• _SUPPLIED PASSAGE_:
"""

Now that the State has released the majority of their discovery, the defense asserts that there is clear support for a strong claim of self-defense. Consistent with this claim of self-defense, there will be a “Stand Your Ground” hearing.

In the case against George Zimmerman, a “Stand Your Ground” hearing will essentially be a mini-trial. Most of the arguments, witnesses, experts, and evidence that the defense would muster in a criminal trial will be presented in the “Stand Your Ground” hearing.

There are significant differences between a “Stand Your Ground” hearing and a trial. In a “Stand Your Ground” hearing, there is no jury; the decision is made by the judge alone. In a criminal trial, the prosecution must prove the defendant’s guilt beyond a reasonable doubt, but in a “Stand Your Ground” hearing, the burden is on the defense to prove that the evidence fits the conditions of the “Stand Your Ground” law. If the Court rules in favor of the defendant in a “Stand Your Ground” hearing, not only are criminal charges dismissed, the defendant is also immune from civil actions related to the shooting. The primary focus of a “Stand Your Ground” hearing is whether George Zimmerman reasonably believed that his use of his weapon was necessary to prevent great bodily harm to himself at the hands of Trayvon Martin.

"""

• _EXERCISE A_:
Reproduce the passage on the Zimmerman "Stand Your Ground" hearing between "There are significant" and "of Trayvon Martin.", inclusive.
• _EXERCISE B_:
According to the passage on the Zimmerman "Stand Your Ground" hearing, who makes the decision in that hearing?
• _EXERCISE C_:
Pick up the passage on the Zimmerman "Stand Your Ground" hearing after its final sentence and carry it forward.

[Records excerpted from a collection]
"""

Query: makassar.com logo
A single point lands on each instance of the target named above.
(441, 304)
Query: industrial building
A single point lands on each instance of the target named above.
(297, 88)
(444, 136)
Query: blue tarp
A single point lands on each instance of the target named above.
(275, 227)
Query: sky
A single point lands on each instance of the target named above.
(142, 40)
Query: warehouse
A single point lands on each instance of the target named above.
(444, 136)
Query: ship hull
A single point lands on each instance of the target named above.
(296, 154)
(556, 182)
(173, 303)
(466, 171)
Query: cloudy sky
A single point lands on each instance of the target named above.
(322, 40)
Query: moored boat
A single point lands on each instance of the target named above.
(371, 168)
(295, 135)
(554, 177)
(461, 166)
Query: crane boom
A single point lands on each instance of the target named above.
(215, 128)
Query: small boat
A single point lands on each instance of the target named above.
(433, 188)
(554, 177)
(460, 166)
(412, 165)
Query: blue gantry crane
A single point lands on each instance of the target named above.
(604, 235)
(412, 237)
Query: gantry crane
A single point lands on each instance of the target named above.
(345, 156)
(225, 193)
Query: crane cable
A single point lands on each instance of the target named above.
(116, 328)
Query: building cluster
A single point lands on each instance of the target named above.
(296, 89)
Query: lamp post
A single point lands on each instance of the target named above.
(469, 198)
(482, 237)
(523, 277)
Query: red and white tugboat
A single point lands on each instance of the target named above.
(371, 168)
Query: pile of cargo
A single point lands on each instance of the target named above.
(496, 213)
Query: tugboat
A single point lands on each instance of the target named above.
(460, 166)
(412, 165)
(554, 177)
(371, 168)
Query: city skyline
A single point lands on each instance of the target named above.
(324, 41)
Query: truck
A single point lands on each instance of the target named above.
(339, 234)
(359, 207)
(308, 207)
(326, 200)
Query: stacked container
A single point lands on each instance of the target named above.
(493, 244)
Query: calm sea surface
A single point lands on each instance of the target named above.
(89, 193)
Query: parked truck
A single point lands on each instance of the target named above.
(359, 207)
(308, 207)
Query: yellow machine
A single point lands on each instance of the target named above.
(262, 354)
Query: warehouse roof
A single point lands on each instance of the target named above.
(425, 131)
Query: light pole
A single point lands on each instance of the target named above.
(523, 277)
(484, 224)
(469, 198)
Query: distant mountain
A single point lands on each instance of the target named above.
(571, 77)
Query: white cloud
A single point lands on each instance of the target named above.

"""

• _RESPONSE BOX A_:
There are significant differences between a “Stand Your Ground” hearing and a trial. In a “Stand Your Ground” hearing, there is no jury; the decision is made by the judge alone. In a criminal trial, the prosecution must prove the defendant’s guilt beyond a reasonable doubt, but in a “Stand Your Ground” hearing, the burden is on the defense to prove that the evidence fits the conditions of the “Stand Your Ground” law. If the Court rules in favor of the defendant in a “Stand Your Ground” hearing, not only are criminal charges dismissed, the defendant is also immune from civil actions related to the shooting. The primary focus of a “Stand Your Ground” hearing is whether George Zimmerman reasonably believed that his use of his weapon was necessary to prevent great bodily harm to himself at the hands of Trayvon Martin.

• _RESPONSE BOX B_:
The judge alone makes the decision, because there is no jury.

• _RESPONSE BOX C_:
Preparing for the “Stand Your Ground” hearing will require the same time and resources that would be necessary to prepare for a trial. It will take time to collect and submit reciprocal discovery, depose witnesses and experts, and identify evidence to be submitted during the hearing. We anticipate this will still take several months. Mr. O’Mara, again, urges everyone to be patient during this process and to reserve judgment until the evidence is presented in the “Stand Your Ground” hearing.